> About this task: Give the number of lines in the data below that contain "grass", and only that number.

----

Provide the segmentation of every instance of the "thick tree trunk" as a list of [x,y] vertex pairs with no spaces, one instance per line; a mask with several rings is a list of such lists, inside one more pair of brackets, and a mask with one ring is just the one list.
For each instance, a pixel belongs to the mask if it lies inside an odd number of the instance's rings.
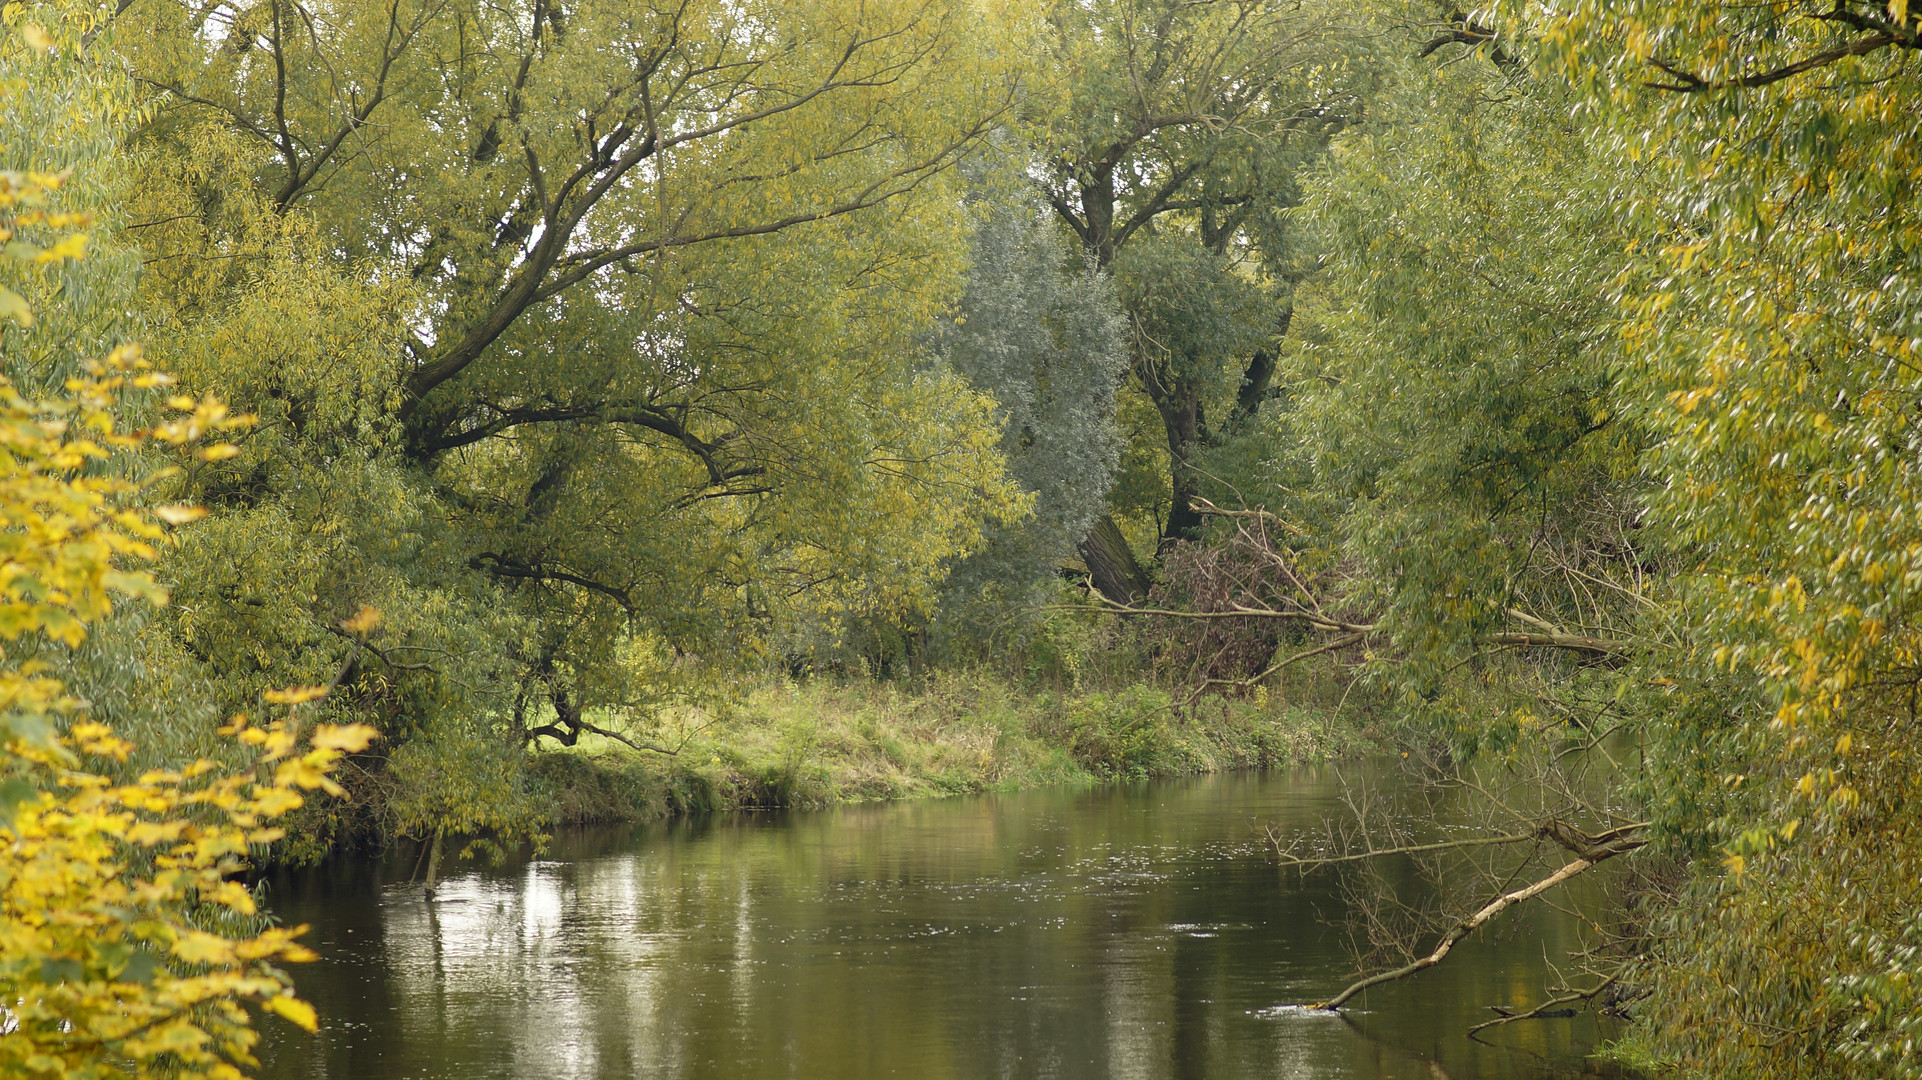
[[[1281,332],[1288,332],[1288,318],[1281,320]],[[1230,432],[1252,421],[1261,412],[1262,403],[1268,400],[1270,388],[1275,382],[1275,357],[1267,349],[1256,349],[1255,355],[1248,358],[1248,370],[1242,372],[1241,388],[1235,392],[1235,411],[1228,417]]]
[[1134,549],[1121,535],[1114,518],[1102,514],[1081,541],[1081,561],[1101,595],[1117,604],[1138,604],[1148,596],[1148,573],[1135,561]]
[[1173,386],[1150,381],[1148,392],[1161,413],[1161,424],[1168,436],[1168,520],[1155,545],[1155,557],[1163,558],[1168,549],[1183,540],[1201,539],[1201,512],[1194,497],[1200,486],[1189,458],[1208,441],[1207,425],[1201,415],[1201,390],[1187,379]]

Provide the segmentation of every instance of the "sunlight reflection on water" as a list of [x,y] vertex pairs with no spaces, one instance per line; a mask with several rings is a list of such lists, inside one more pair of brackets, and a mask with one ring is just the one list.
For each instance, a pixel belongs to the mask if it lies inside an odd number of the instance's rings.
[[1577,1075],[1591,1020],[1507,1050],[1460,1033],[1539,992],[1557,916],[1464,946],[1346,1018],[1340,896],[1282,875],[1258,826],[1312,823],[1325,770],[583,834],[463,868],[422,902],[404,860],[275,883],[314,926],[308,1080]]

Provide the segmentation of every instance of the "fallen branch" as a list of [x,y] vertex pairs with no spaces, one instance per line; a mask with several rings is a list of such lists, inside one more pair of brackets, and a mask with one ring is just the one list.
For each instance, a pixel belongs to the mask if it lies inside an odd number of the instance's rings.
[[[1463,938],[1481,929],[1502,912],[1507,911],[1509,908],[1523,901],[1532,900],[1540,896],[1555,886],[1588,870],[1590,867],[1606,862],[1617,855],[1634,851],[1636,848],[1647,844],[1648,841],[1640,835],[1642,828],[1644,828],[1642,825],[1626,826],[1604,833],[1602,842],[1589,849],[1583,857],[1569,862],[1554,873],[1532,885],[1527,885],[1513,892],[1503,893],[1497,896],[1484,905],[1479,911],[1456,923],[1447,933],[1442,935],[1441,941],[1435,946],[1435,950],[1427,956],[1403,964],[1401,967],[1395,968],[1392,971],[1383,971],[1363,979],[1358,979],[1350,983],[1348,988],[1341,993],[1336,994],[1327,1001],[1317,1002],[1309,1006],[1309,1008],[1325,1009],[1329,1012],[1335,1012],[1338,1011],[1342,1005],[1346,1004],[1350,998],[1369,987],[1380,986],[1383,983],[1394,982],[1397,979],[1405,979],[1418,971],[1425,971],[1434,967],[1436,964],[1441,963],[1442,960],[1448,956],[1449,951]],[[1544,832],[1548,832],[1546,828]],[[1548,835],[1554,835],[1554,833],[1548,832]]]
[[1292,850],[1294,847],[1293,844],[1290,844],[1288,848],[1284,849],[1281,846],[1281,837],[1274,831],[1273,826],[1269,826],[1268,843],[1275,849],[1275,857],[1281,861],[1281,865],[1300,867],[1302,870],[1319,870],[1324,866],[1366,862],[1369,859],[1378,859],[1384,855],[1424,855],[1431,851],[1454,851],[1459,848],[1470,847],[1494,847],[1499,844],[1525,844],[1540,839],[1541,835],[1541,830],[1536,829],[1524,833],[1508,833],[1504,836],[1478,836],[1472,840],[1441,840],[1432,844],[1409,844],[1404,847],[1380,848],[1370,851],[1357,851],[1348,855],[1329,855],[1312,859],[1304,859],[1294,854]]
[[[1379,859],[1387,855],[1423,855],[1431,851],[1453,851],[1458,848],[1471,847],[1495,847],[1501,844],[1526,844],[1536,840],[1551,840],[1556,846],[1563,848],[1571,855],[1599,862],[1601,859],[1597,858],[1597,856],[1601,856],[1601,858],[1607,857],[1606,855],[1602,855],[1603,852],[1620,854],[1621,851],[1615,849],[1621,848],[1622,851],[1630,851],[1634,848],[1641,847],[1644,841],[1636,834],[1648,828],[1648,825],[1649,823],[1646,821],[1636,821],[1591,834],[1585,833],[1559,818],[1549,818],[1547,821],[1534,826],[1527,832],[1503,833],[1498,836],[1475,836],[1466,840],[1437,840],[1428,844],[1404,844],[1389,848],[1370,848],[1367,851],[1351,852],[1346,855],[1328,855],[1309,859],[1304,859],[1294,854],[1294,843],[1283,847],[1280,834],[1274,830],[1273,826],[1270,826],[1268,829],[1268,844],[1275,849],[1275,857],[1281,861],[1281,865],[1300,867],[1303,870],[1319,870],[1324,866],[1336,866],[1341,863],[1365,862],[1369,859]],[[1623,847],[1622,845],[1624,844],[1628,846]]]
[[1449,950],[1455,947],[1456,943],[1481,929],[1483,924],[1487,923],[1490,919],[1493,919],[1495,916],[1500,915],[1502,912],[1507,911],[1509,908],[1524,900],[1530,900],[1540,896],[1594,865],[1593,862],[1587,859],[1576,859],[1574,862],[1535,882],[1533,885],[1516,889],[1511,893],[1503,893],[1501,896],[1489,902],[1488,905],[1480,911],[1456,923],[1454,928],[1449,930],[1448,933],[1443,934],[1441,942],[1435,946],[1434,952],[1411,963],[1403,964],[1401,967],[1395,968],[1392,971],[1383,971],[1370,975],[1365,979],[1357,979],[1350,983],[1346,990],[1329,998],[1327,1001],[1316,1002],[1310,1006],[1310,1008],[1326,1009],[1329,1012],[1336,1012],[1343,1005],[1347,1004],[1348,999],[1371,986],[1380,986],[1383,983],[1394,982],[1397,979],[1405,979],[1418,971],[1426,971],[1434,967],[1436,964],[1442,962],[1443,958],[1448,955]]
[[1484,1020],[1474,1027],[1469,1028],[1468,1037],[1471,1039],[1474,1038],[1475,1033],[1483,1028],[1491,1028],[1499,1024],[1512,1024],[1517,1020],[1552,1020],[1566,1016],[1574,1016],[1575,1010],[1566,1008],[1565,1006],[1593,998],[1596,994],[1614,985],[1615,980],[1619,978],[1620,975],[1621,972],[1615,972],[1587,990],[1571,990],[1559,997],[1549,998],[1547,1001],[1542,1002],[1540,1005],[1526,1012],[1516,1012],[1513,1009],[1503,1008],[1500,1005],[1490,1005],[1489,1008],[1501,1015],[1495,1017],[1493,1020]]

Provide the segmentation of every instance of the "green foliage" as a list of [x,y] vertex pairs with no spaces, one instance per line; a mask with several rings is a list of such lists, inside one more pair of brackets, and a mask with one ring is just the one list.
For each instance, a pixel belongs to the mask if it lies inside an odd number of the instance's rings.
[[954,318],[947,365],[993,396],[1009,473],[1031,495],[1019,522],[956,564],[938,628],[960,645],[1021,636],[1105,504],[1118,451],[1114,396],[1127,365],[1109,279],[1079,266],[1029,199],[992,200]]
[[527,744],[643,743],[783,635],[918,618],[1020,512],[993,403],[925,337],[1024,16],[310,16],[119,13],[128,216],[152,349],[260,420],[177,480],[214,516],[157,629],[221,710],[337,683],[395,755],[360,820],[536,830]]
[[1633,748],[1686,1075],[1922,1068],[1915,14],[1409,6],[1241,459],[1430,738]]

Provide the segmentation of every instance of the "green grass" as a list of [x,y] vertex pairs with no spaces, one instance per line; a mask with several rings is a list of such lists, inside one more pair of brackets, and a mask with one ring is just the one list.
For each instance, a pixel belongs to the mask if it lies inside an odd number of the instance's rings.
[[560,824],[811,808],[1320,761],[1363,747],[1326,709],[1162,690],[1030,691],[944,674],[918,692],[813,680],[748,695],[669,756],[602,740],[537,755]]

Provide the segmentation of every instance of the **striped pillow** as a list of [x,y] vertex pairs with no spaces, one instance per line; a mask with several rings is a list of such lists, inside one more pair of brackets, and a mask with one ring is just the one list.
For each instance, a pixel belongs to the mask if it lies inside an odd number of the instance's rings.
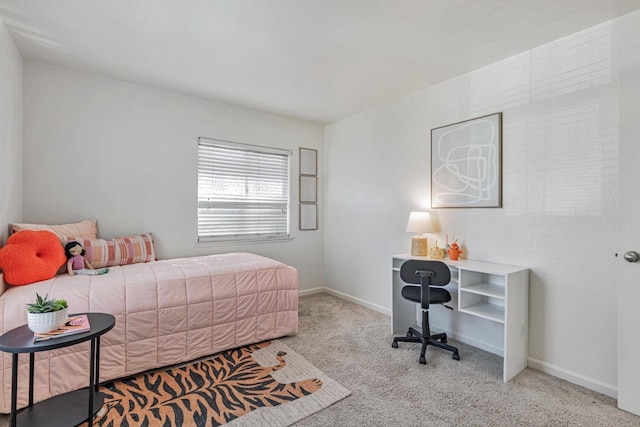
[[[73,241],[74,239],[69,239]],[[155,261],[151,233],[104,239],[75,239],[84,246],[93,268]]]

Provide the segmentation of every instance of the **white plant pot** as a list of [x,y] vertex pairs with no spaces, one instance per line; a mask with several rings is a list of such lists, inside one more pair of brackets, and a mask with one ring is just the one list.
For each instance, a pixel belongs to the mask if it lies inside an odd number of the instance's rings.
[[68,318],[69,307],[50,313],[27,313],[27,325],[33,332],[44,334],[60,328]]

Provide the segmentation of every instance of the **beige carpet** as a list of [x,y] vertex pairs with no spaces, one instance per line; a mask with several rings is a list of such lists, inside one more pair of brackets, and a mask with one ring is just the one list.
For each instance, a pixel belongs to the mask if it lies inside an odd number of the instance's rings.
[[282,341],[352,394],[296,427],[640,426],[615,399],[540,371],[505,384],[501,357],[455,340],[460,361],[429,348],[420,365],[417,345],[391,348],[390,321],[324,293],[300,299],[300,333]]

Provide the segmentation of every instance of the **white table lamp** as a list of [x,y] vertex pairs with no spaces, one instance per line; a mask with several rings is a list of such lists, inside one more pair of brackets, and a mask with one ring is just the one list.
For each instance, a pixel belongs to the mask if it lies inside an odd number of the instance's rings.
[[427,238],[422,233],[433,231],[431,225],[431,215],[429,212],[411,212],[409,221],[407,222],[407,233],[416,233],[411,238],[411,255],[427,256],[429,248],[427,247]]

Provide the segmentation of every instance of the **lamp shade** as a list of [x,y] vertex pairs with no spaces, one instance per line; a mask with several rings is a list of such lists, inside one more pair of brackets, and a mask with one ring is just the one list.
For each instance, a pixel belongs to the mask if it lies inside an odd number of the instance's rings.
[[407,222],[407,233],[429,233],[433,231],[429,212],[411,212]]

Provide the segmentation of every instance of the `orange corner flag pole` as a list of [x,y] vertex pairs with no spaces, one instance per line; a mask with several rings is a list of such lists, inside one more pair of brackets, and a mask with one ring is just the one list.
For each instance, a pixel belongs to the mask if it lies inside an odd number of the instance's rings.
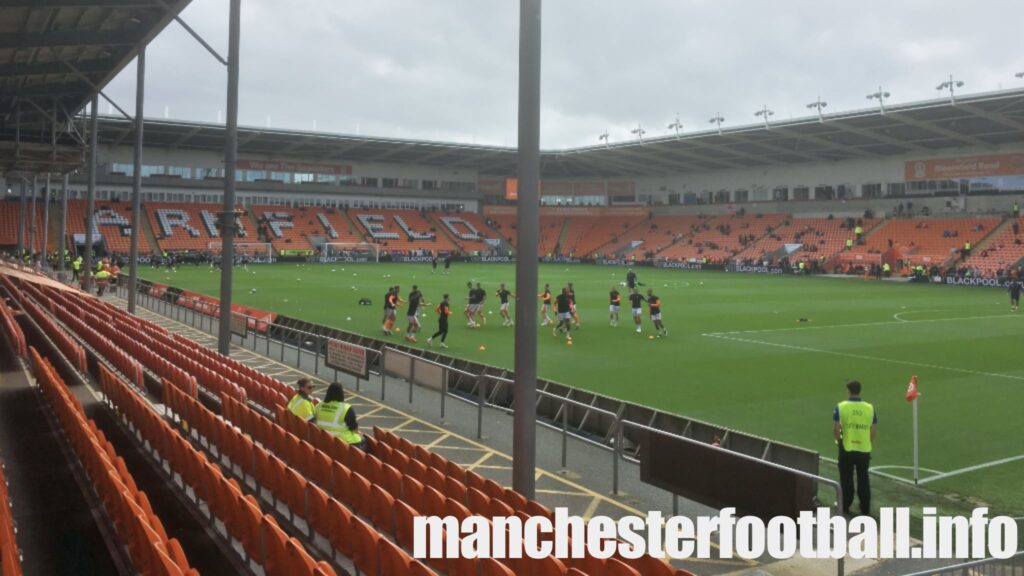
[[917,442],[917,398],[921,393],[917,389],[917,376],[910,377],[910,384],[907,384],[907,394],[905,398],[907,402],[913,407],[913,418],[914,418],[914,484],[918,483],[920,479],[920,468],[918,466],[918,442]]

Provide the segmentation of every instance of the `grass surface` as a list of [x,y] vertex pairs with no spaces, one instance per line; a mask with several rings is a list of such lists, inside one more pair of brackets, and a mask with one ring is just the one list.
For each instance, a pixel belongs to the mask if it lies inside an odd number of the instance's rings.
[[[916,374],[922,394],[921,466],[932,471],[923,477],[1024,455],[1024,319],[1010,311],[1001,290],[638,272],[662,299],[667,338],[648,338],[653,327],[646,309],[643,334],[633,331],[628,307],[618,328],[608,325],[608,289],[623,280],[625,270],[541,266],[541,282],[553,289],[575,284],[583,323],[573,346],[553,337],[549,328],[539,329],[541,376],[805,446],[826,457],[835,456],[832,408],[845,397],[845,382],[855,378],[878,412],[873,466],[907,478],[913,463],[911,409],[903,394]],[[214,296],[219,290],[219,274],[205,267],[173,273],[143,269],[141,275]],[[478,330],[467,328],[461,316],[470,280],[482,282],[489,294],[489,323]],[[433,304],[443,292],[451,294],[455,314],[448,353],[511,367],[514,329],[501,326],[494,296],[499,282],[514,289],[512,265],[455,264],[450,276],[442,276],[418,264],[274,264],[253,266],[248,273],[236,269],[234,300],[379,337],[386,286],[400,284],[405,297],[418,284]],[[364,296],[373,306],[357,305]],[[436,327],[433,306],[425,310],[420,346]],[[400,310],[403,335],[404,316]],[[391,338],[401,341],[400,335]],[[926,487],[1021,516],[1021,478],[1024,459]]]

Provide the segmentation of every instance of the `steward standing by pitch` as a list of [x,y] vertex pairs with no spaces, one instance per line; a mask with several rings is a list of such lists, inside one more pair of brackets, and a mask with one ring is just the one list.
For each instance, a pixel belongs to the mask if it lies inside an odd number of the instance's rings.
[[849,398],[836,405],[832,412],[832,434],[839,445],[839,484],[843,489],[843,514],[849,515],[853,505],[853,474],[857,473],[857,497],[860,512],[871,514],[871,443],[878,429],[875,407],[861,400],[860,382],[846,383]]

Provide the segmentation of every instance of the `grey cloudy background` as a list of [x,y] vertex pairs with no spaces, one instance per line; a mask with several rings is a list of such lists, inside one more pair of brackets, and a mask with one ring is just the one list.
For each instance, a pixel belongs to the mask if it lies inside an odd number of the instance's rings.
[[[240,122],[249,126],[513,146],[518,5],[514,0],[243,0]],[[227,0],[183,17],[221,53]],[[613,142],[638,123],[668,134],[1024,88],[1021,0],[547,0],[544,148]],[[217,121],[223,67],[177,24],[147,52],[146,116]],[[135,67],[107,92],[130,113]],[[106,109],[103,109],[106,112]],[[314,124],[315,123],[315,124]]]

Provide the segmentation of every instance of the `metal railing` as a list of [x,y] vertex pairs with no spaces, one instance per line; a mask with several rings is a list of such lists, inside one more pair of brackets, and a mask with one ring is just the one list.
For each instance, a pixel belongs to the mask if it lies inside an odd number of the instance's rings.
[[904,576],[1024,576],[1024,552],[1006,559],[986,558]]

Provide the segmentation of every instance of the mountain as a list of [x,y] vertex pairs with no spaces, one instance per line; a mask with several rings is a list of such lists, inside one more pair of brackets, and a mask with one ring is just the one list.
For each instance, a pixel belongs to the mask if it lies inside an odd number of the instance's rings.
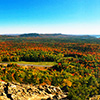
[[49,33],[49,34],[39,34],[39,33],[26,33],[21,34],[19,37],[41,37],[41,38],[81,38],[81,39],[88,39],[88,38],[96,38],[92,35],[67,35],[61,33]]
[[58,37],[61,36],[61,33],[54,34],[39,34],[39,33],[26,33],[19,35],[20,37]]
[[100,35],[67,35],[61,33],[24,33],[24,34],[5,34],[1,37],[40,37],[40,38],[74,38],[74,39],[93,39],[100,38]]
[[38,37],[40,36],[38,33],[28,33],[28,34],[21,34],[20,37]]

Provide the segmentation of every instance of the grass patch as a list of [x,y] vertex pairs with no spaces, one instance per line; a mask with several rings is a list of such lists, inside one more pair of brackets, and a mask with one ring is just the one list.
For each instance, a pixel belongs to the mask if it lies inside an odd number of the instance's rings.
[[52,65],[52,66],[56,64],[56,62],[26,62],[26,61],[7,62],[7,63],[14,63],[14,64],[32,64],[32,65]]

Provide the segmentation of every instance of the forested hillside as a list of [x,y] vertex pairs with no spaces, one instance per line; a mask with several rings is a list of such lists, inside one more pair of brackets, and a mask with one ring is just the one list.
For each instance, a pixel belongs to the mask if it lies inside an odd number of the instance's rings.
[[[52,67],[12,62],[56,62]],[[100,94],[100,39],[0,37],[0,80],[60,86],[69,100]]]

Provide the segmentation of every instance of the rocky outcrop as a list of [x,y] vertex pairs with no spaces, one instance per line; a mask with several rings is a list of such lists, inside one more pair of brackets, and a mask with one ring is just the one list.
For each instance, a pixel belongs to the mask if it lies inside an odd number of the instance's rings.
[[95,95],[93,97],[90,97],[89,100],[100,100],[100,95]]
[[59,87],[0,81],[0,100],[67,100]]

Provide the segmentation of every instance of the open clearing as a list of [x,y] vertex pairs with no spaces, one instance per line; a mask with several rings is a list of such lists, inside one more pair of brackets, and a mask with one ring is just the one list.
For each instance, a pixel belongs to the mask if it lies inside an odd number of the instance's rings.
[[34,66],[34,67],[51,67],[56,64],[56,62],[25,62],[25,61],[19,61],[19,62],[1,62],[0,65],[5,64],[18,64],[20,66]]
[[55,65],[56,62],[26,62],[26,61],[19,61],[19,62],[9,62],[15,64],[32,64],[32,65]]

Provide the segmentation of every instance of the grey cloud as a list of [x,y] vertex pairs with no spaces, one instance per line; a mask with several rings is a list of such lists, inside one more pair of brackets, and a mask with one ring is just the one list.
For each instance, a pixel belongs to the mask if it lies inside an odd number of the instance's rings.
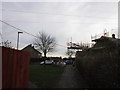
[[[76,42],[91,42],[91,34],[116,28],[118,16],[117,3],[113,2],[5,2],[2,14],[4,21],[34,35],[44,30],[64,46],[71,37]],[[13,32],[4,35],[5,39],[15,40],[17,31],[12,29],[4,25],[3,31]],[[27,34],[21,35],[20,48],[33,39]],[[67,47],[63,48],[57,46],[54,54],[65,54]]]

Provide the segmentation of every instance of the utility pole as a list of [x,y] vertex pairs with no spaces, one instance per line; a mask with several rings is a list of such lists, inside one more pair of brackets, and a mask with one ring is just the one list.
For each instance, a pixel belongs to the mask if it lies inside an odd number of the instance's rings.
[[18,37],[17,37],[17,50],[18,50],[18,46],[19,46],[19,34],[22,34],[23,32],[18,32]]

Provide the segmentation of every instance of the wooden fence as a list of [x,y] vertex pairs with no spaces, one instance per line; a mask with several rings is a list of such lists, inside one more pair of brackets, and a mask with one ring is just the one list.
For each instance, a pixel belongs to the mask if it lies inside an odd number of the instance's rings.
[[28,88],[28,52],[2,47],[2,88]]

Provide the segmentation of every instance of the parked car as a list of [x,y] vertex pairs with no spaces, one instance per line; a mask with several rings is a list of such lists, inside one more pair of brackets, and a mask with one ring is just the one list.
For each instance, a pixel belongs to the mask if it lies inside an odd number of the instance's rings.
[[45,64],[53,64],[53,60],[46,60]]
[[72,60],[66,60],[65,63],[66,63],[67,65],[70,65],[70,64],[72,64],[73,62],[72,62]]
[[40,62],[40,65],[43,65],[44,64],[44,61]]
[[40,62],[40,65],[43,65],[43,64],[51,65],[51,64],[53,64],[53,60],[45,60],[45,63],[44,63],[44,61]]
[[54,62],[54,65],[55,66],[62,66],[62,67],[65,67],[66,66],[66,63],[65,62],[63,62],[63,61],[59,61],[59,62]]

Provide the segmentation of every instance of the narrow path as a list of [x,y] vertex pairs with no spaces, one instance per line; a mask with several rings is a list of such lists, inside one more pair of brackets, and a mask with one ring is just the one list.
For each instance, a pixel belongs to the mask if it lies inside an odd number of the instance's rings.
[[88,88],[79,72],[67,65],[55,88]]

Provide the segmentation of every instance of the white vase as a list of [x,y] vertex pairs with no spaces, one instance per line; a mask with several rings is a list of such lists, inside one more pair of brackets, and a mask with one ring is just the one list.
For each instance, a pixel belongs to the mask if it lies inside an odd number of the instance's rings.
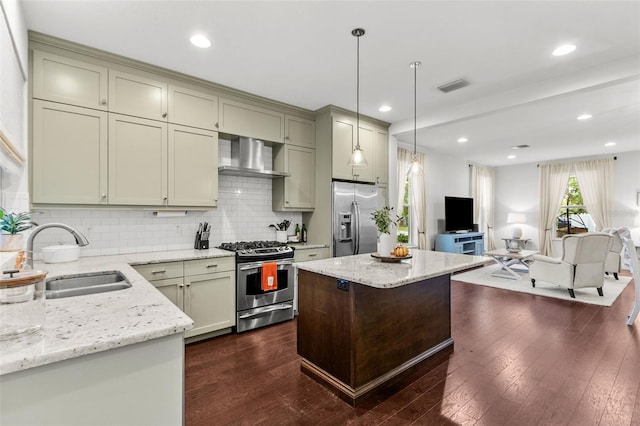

----

> Exercise response: 3